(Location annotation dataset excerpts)
┌──

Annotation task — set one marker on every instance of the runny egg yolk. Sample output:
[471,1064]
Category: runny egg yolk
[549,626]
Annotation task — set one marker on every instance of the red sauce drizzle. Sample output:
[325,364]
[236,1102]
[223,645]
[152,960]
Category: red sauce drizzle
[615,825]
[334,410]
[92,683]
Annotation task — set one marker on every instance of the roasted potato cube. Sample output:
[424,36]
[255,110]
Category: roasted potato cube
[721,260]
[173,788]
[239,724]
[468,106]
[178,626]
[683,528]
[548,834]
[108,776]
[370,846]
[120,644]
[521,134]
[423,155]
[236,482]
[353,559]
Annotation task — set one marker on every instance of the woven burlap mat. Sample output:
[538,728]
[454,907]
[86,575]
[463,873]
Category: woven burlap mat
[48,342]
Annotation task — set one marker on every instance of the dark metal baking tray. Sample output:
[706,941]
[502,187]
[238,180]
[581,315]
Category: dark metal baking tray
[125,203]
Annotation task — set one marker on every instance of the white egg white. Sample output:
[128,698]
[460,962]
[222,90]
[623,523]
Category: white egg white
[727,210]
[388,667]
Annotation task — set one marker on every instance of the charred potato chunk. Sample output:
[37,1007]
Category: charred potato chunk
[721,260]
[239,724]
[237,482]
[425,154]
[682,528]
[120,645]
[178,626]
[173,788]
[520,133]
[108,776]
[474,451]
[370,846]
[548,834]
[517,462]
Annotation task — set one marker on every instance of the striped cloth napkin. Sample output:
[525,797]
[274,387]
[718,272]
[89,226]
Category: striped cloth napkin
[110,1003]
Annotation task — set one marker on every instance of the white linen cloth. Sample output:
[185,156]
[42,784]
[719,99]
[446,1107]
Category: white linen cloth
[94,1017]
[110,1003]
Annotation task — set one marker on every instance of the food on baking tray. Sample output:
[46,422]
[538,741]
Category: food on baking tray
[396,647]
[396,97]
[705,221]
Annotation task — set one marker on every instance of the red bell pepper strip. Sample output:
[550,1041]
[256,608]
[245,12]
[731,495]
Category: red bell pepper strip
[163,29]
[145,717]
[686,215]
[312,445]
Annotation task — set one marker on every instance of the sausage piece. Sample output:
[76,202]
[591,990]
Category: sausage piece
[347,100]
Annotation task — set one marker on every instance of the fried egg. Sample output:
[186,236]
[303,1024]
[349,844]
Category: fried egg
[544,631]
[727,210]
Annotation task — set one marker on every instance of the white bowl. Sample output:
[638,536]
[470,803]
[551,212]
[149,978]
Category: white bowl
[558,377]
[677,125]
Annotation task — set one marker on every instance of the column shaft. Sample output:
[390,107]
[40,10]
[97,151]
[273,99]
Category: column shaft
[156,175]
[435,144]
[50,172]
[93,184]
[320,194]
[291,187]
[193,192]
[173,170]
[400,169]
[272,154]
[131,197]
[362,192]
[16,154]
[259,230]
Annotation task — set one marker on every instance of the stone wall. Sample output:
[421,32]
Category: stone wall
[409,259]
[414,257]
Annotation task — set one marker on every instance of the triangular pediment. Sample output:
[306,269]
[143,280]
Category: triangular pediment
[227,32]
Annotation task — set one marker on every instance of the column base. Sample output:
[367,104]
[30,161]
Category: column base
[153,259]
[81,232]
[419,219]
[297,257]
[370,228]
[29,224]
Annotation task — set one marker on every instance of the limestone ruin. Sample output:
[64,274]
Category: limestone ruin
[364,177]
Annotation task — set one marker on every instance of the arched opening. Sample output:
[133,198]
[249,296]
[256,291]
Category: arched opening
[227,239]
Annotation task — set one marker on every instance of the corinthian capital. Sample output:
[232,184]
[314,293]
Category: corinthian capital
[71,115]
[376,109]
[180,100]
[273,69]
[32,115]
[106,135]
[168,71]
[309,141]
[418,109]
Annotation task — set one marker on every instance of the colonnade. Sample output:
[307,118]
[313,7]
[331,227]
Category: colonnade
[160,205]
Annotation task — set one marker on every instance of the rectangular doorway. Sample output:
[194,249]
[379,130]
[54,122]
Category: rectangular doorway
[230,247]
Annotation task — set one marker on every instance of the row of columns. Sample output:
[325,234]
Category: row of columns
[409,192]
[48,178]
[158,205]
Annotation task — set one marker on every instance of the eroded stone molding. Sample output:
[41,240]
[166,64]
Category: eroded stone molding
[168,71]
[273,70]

└──

Exercise description | Rewrite the material above, changing every "set one marker" to "place a single point" and leaving all else as it is.

Correct answer |
Annotation task — place a single point on every instance of the runny egg yolk. Sample output:
[471,1064]
Category: runny egg yolk
[549,626]
Annotation task — place a single point on every instance of the red sauce drizzle. Sample output:
[325,364]
[236,1102]
[223,645]
[152,960]
Category: red sauce drizzle
[615,825]
[334,410]
[92,683]
Annotation task — place a single point on every instance of the roasted potato cube. Sample output:
[424,36]
[255,110]
Category: roasted potato cube
[721,260]
[173,788]
[239,724]
[468,106]
[178,626]
[683,528]
[548,834]
[108,776]
[370,846]
[120,644]
[521,134]
[423,155]
[236,482]
[353,559]
Annotation task — place a single point on every instance of the woven burlap mat. Sample output:
[538,728]
[454,907]
[86,575]
[463,873]
Category: woven burlap mat
[48,342]
Annotation task — place a single point on every instance of the dark metal baking tray. Sample output:
[706,941]
[502,187]
[238,180]
[581,315]
Category: dark metal baking tray
[125,203]
Annotation task — place a single point on every instance of the white egg white. Sample output:
[128,698]
[460,962]
[222,90]
[623,523]
Category: white egg white
[727,210]
[388,667]
Annotation task — place a single point on every instance of the charred potato chunk. Sample output:
[37,1007]
Category: charred potato chunk
[721,260]
[239,724]
[237,482]
[425,154]
[682,528]
[120,645]
[178,626]
[173,788]
[520,133]
[108,776]
[474,451]
[370,846]
[548,834]
[517,462]
Annotation task — place a single point on every instance of the striped cloth napkin. Sample output:
[525,797]
[274,387]
[718,272]
[89,226]
Category: striped cloth napkin
[110,1003]
Annotation task — place a single point on every instance of the white linen cloth. Sample output:
[185,156]
[42,784]
[719,99]
[446,1107]
Category: white linen cloth
[94,1017]
[110,1003]
Annotation task — place a single point on every instance of the food on baking tray. Sample output:
[46,422]
[538,741]
Category: food on baking tray
[396,647]
[396,97]
[705,221]
Annotation task — place a single point on every instance of the red bell pepper strip. Sample output:
[550,1041]
[256,608]
[245,12]
[731,495]
Category: red bell pepper strip
[163,29]
[145,717]
[686,215]
[312,445]
Annotation task — place a single point on every instance of the sausage piece. Sample output:
[76,202]
[591,990]
Category: sausage piece
[347,100]
Annotation task — place a single point on every instance of the fried egg. Sample output:
[186,236]
[303,1024]
[349,844]
Category: fried egg
[544,631]
[727,210]
Annotation task — place a single point on every instance of the white bowl. Sample output:
[638,536]
[470,803]
[551,212]
[149,978]
Category: white bowl
[558,377]
[677,125]
Annotation task — place a single point on every instance of the column shaft. Sample output:
[390,107]
[40,10]
[97,151]
[273,99]
Category: column shaft
[156,175]
[435,144]
[50,172]
[93,184]
[320,194]
[291,187]
[193,192]
[173,170]
[400,169]
[272,154]
[131,197]
[362,192]
[16,154]
[259,230]
Annotation task — place a single point on every instance of the stone wall. Sample output:
[421,32]
Category: stone wall
[409,259]
[414,257]
Annotation task — place a single point on every instance of the triangular pediment. Sample output:
[306,269]
[143,280]
Category: triangular pediment
[227,32]
Annotation task — place a single point on every instance of the column base. Sample output:
[367,104]
[30,161]
Category: column base
[153,259]
[81,232]
[419,219]
[297,257]
[370,228]
[29,224]
Annotation task — place a single point on every instance of the limestone ruin. Sample output:
[64,274]
Category: limestone ruin
[364,177]
Annotation task — place a single point on every instance of the arched opening. Sample output:
[133,198]
[249,296]
[256,291]
Category: arched opening
[227,239]
Annotation task — place a single point on every instance of the corinthian capital. Sample output:
[232,184]
[314,293]
Category: corinthian capital
[71,115]
[376,109]
[180,100]
[273,69]
[32,115]
[106,135]
[168,71]
[309,141]
[418,109]
Annotation task — place a single point on every instance of the colonnade. Sample output:
[307,118]
[313,7]
[331,227]
Category: colonnade
[160,205]
Annotation task — place a single point on every instance of the rectangular doorway. Sample output:
[194,249]
[379,130]
[54,122]
Category: rectangular doorway
[230,247]
Annotation task — place a single point on every instance of the row of columns. Sample output:
[325,234]
Category: row of columns
[409,192]
[48,178]
[158,205]
Annotation task — place a single point on every instance of the eroded stone molding. Sample output:
[41,240]
[166,64]
Category: eroded stone molding
[168,71]
[273,70]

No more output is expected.